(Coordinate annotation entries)
• • • •

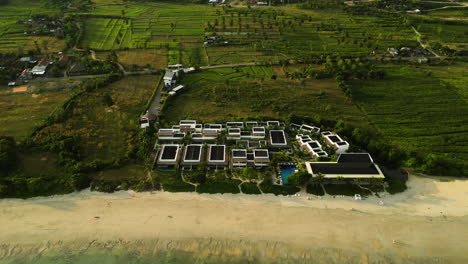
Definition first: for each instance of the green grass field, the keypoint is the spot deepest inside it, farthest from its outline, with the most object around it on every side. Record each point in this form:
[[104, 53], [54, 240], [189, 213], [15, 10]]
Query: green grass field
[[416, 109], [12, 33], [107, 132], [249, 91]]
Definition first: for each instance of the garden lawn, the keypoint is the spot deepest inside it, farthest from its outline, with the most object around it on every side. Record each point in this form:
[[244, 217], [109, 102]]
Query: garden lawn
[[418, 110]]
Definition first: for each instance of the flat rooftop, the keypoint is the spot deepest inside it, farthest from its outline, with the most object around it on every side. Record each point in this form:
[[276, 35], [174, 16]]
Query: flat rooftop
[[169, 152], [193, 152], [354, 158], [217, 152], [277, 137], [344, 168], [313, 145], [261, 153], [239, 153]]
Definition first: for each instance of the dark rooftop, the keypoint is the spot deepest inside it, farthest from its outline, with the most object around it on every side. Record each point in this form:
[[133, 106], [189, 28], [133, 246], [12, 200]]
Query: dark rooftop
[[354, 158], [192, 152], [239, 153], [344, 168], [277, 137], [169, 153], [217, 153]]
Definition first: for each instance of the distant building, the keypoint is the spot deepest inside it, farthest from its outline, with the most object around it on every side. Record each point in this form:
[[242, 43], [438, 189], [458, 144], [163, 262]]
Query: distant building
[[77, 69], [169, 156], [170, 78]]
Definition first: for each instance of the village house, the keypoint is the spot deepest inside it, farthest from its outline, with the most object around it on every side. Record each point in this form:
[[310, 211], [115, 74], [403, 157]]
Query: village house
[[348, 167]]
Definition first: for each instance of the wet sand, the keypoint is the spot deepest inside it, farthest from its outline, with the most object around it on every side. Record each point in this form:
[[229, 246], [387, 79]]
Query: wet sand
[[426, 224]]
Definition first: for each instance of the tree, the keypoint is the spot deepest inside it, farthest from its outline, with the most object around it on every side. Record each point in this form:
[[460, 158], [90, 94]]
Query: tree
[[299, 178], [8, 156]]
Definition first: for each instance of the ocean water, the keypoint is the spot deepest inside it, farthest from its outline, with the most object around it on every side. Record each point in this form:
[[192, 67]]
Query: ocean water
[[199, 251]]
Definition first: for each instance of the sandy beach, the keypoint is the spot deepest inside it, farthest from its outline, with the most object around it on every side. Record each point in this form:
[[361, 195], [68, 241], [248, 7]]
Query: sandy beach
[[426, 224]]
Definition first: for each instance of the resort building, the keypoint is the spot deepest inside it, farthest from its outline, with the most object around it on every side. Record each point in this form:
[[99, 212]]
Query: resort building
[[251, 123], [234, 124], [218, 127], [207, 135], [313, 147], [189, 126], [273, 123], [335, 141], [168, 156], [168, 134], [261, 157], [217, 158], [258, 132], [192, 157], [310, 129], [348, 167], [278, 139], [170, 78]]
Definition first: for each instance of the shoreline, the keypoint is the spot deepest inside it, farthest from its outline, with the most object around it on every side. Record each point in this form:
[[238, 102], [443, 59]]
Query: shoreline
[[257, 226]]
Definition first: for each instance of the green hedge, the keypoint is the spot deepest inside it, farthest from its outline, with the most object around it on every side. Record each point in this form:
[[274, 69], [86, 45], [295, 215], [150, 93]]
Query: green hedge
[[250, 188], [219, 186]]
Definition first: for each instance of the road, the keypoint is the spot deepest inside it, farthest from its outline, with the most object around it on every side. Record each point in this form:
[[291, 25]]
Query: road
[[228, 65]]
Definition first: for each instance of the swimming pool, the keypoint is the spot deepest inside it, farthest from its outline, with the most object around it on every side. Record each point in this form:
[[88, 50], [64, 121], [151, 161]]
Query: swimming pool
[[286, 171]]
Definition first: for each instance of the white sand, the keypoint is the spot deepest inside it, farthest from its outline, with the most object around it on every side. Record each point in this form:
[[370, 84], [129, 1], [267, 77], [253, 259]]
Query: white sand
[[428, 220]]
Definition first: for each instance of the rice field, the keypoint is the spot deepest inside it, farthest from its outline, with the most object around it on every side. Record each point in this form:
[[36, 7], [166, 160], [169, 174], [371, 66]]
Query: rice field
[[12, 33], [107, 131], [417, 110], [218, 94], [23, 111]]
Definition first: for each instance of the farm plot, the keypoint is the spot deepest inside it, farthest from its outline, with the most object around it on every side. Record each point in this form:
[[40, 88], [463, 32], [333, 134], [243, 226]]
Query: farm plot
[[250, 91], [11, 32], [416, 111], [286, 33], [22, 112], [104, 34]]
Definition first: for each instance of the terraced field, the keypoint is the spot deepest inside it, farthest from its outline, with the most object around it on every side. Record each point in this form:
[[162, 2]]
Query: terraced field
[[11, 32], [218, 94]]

• • • •

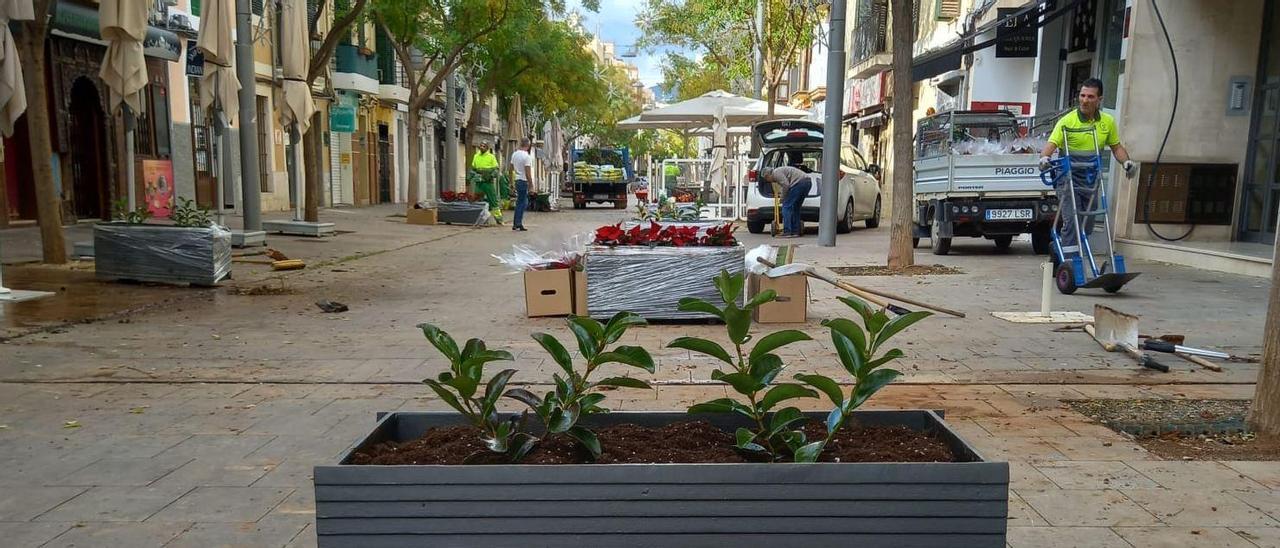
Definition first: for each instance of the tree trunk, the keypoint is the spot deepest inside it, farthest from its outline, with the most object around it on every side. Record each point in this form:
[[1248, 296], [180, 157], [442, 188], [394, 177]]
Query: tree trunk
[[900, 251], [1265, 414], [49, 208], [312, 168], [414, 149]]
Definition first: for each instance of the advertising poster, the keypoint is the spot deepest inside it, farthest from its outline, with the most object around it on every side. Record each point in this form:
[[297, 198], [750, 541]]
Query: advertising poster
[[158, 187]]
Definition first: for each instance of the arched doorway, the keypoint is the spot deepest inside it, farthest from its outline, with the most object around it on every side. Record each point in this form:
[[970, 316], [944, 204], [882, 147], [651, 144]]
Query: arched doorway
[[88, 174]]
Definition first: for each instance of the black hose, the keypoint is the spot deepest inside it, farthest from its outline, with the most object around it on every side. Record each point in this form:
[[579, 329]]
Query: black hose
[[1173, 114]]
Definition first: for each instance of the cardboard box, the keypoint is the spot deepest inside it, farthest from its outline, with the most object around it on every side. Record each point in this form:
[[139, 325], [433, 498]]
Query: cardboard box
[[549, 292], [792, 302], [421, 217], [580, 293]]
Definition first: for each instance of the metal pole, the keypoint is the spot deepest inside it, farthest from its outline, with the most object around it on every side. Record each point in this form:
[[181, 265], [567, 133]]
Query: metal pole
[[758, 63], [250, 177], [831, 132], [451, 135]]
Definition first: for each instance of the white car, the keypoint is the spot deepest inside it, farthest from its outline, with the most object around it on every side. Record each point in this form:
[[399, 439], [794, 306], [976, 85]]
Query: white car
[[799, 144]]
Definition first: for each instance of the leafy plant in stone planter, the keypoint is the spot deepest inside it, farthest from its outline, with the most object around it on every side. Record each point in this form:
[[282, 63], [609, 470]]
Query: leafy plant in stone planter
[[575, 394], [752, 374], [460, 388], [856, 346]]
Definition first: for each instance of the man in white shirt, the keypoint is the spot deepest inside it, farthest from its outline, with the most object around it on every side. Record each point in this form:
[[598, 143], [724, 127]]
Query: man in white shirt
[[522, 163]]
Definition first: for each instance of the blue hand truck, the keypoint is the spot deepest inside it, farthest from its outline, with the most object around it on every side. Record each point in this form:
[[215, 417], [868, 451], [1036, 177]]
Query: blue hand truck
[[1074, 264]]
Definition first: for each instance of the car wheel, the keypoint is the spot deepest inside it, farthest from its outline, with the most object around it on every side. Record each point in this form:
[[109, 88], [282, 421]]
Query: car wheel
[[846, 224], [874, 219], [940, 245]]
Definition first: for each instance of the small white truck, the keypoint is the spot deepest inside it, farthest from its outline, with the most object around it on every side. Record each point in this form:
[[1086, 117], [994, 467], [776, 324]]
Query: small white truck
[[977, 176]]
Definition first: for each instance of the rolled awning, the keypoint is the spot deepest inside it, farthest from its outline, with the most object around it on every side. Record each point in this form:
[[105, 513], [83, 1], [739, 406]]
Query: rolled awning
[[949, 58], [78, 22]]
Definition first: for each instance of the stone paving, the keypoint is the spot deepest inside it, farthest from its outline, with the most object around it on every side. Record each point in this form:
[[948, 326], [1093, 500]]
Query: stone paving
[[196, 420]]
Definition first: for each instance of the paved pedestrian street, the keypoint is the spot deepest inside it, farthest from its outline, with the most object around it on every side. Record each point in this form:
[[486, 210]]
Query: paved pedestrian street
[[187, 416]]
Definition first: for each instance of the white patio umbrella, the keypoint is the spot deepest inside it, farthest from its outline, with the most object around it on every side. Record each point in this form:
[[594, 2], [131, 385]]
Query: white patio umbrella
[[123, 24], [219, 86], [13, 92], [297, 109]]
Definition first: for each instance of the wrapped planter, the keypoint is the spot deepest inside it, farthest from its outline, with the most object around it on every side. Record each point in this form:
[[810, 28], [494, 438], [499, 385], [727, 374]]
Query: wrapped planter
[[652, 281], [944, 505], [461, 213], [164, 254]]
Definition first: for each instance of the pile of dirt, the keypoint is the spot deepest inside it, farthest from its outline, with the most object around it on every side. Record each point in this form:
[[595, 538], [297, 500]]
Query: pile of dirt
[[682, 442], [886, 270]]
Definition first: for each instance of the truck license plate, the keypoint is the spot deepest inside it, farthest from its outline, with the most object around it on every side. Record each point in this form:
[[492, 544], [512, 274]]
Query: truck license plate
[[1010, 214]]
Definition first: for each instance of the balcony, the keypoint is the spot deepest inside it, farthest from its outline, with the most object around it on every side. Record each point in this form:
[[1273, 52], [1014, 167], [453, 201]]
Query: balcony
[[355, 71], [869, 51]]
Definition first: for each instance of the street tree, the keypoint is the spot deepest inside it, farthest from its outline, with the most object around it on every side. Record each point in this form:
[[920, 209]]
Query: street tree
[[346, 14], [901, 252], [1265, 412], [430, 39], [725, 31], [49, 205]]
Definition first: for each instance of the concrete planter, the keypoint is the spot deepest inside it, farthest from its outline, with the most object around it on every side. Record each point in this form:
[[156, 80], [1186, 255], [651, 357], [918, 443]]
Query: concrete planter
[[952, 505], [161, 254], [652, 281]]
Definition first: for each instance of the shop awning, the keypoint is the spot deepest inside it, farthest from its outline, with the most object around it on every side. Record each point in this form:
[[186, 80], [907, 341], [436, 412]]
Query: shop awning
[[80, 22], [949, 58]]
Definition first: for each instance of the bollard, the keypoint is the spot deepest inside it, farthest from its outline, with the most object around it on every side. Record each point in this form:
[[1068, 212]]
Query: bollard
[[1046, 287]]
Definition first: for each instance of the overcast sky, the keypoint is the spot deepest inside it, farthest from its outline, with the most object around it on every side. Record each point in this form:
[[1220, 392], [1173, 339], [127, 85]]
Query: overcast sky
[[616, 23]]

• • • •

Task details
Copy the data above, from the line with "Definition first: for each instance of the terraced" up to and including the line with "[[11, 32], [218, 94]]", without changing a single character.

Task solution
Definition first: for each instance of the terraced field, the keypoint is the spot deepest inside it, farthest from its outline, with the most object around it on every side. Record each point in this form:
[[162, 2]]
Query: terraced field
[[11, 32], [218, 94]]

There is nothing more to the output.